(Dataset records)

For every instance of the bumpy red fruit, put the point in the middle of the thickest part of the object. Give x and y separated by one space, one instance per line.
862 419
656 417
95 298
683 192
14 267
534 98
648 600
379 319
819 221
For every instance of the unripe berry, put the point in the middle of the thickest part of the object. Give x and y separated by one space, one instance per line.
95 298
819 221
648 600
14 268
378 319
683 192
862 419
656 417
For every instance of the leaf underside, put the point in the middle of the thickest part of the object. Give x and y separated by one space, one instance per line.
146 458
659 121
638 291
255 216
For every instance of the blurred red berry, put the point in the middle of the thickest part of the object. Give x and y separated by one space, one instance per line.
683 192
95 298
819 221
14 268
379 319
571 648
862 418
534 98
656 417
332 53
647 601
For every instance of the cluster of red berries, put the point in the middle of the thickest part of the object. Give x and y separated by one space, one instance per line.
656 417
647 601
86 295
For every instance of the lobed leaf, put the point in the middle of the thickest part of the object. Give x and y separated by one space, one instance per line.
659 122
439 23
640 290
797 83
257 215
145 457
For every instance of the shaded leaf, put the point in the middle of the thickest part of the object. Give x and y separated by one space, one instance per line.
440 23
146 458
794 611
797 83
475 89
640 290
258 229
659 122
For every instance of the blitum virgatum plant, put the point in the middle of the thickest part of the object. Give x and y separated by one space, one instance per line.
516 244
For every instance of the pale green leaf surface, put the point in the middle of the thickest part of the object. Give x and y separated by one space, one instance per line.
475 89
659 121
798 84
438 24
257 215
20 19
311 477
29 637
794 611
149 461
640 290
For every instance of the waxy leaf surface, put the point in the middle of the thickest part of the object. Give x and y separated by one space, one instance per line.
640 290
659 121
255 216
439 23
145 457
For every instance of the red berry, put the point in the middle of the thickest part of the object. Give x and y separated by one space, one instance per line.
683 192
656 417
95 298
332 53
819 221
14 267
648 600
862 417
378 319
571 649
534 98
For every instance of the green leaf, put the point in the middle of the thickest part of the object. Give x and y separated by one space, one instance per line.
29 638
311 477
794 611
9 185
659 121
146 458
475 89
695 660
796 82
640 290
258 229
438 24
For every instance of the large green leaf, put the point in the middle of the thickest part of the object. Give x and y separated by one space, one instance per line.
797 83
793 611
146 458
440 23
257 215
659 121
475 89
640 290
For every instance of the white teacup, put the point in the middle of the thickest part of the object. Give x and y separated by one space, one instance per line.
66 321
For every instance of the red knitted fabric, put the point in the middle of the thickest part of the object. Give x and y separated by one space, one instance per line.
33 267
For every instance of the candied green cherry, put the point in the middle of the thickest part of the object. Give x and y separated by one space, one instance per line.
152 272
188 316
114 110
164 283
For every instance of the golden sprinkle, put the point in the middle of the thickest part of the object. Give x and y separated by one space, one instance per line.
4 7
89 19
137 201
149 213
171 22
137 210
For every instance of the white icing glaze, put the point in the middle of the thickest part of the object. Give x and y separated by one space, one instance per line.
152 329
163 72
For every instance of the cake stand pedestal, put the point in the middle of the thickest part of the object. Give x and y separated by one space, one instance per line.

• _What is needed_
Each record above needs to be given again exactly as written.

• _Response to the task_
For every instance of the bumpy red fruit, put the point in the middle of the thickest part of the object. Give x and y separated by one space, one instance per line.
862 419
656 417
95 298
683 192
14 267
534 98
648 600
379 319
819 221
For every instance of the unripe berry, put the point in the middle of the thickest part of the object. Give x and y separated by one space, one instance per line.
95 298
819 221
648 600
14 268
378 319
683 192
862 419
656 417
For every instance of the leaf underside, put the point in the middle of the thickest part of the object. Give x and y separated by one space, one instance per line.
146 458
659 121
638 291
255 216
For every instance of the blurred red berry, put the point in the middle of the thickest part of the object. Give x and y separated by one space, one instance per line.
683 192
95 298
819 221
14 268
379 319
571 648
862 418
534 98
656 417
332 53
647 601
For every instance of the cluster of red berries, put the point in the middle of the thickest part of the object. Give x and y separated by one space, one instance per line.
656 417
647 601
86 295
For every instance of the lobed leaf, put the point in the middle of the thickest part of the object. Give x and y separated by one space, one instance per line.
659 122
439 23
640 290
797 83
257 215
145 457
For every instance of the shaded leaf, put the point in the middle of the thickest part of the object. Give x and y separated by one space, one instance per line.
440 23
146 458
794 611
797 83
475 89
640 290
258 229
659 122
For every instance of the blitum virgatum plant, put the point in the middle of the thickest part of the object. Give x and y separated by one space, one instance per line.
516 244
For every instance of the pale green leaf surface, put the point in the middle of the thickest part of the object. Give x and y separated by one space, one instance per line.
475 89
659 121
798 84
438 24
257 215
20 19
311 477
29 637
794 611
149 461
640 290
For every instance of the waxy leaf surface, put the point in the middle of the thickest part of the object. Give x and y separated by one space, one instance per line.
640 290
659 121
255 216
439 23
145 457
For every instance of the red berry, put the point in the middle of the thickest part of the object. Give x and y separated by one space, one instance per line.
683 192
656 417
95 298
332 53
819 221
14 267
648 600
862 417
378 319
571 649
534 98
For every instance of the green leaf, put the point in the middle of the thickest part of the object. Give x and y separated by one space, one instance per line.
29 638
311 477
794 611
9 185
659 121
146 458
475 89
695 660
796 82
640 290
258 229
438 24
For every instance of the large green leaf, put the point in the middle of the thickest part of the object. Give x and y separated by one space, one instance per line.
797 83
793 611
146 458
440 23
257 215
659 121
475 89
640 290
For every instance of the white teacup, put the point in the middle of the thickest part of the object. Give x and y separated by one space, one instance per line.
66 321
For every instance of the red knitted fabric, put the point in the middle of the thickest part of the object. Give x and y separated by one space, one instance per line.
33 267
For every instance of the candied green cherry, put the point in the middle of the thickest part of the object. Give x and y separated by one space, one instance per line.
152 272
188 316
114 110
164 283
For every instance of the golden sprinkle, put the point in the middle of the thickest part of the object. Give x and y separated by one space, one instance per line.
4 7
89 19
137 201
149 213
171 22
137 210
For every instance of the white icing glaze, put the point in the middle of the thickest part of the object. Give x and y separated by one space, one instance per line.
152 329
163 72
For every instance of the cake stand pedestal, put the point in the middle of the thickest part of the object. Give x and y separated by one space, one instance per line.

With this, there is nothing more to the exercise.